> _Article_:

◆ ◆ ◆ ◆ ◆

The "schema" command will validate the <input_schema> against the JSON Schema meta schema.

The "pds" command will validate that the <pds> file is a valid protocol-dependent schema file. 
If the --save option is given, then save the built JSON Schema.

The "pds-to-table" command will read in a protocol-dependent schema in JSON form and save it out in a tabular form.

The "pds-to-json" command will read in a protocol-dependent schema in tabular form and save it out in a JSON form. 

The "cd-to-json-schema" command will read in conversion directives and create a JSON Schema 
template file that can be filled in and used to validate files that will be converted using those directives.

Validation can be broken down into layers. The first layer is making sure the data is valid against the Experiment Description Specification. This includes things such as making sure every protocol is one of the 5 types, making sure every sample entity has a parent, and all records have the required fields. This layer is built into the validate command and does not require any user input. The second layer is a layer that validates fields in table records based on their protocol(s). This layer does require the user to generate what is called a Protocol-Dependent Schema (PDS) that defines what fields are required for records with the protocols that are in it. The protocol-dependent schema can be a JSON file or a tagged tabular file detailed below. The protocol-dependent schema is not required, but it is highly recommended to minimize problems in the conversion step.

The validate command is used to validate extracted data. It is not guaranteed to catch everything wrong, but it makes a best attempt to check for common issues. This can be highly influenced by the user through the –pds and –additional options, which allow the user to specify a protocol-dependent schema and additional JSON schema, respectively. The protocol-dependent schema (PDS) is detailed in the Protocol-Dependent Schema section of the documentation, and allows users to specify additional validation based on the protocols of records. The additional JSON schema is any arbitrary valid JSON schema and it is simply used as is as additional validation.

While the “json” command is the reason validate was created the other commands were added to support it. The “save-schema” command was added so that users can see the JSON schema being created and used by the “json” command and possibly modify it for use with the –additional option. The “schema” command was added as an easy way for users to check that any JSON schemas they create are valid. Similarly, the “pds” command was added so users can check that the protocol-dependent schemas they create are valid. The “pds-to-table” command was created so that a JSONized protocol-dependent schema can be transformed into a tabular form that may be easier to edit and view. The “pds-to-json” command is the inverse of the “pds-to-table” command and will take a protocol-dependent schema in tabular form and convert it to JSON. Note that this is just the protocol-dependent schema in JSON form, and not the protocol-dependent schema built into a JSON Schema. To build the protocol-dependent schema into a JSON Schema and save it, use the “–save” option of the “pds” command. The “cd-to-json-schema” command will take a conversion directives file for the convert command and create a JSON Schema template from it that can be used as a start to creating a schema that can be used to validate data before those conversion directives are used on it. The command goes through the conversion directives and finds all fields used and required by the directives to create the JSON Schema template. The template alone is not enough and additional checks on the fields such as type checks need to be added manually to the template, but it is a good place to start.

◆ ◆ ◆ ◆ ◆

Dataset excerpts on pointing to objects:
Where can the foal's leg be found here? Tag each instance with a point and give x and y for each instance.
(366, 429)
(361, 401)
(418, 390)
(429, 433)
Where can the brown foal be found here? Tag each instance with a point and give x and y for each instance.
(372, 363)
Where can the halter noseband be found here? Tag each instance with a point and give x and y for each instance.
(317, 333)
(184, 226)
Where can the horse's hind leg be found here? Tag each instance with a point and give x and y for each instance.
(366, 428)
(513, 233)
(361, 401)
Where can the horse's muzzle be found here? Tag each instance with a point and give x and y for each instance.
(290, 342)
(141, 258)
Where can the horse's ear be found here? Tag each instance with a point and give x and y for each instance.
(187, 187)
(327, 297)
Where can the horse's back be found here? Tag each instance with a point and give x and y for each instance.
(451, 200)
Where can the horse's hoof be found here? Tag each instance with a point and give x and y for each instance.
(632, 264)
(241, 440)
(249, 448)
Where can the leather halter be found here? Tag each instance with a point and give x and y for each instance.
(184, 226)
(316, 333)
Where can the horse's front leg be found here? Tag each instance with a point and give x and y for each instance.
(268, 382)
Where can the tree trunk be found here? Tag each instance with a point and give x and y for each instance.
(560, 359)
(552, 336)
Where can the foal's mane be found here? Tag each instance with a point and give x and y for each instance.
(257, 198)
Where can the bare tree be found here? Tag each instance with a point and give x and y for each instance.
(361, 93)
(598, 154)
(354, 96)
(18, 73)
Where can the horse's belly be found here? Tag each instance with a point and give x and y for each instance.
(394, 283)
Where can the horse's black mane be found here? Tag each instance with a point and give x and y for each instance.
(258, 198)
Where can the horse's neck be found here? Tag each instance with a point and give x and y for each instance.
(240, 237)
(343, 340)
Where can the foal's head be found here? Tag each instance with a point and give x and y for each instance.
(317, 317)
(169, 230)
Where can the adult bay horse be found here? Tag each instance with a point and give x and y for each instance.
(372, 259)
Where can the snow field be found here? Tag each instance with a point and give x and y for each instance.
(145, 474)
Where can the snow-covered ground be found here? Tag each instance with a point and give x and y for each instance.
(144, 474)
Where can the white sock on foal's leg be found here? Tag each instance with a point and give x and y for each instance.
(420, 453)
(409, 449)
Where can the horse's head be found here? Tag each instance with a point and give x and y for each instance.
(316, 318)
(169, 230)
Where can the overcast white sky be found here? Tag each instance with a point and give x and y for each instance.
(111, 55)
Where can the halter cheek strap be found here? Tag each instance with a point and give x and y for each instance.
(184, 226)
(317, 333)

◆ ◆ ◆ ◆ ◆

> _Set of tasks_:
- 1) Answer these questions from the text on validation:
(a) Every protocol must be one of how many types?
(b) Which command was added so users can check that the JSON schemas they create are valid?
(c) What must be added manually to the template made by the "cd-to-json-schema" command?
- 2) Please render the stretch of the records from the line containing "Where can the white" through the end of the records as a Markdown table with the columns Row and Line, leaving out blank lines.

> _Expected answers_:
- 1)
(a) 5
(b) The "schema" command
(c) Additional checks on the fields, such as type checks

- 2)
| Row | Line |
|---|---|
| 1 | Where can the white sock on foal's leg be found here? Tag each instance with a point and give x and y for each instance. |
| 2 | (420, 453) |
| 3 | (409, 449) |
| 4 | Where can the horse's head be found here? Tag each instance with a point and give x and y for each instance. |
| 5 | (316, 318) |
| 6 | (169, 230) |
| 7 | Where can the overcast white sky be found here? Tag each instance with a point and give x and y for each instance. |
| 8 | (111, 55) |
| 9 | Where can the halter cheek strap be found here? Tag each instance with a point and give x and y for each instance. |
| 10 | (184, 226) |
| 11 | (317, 333) |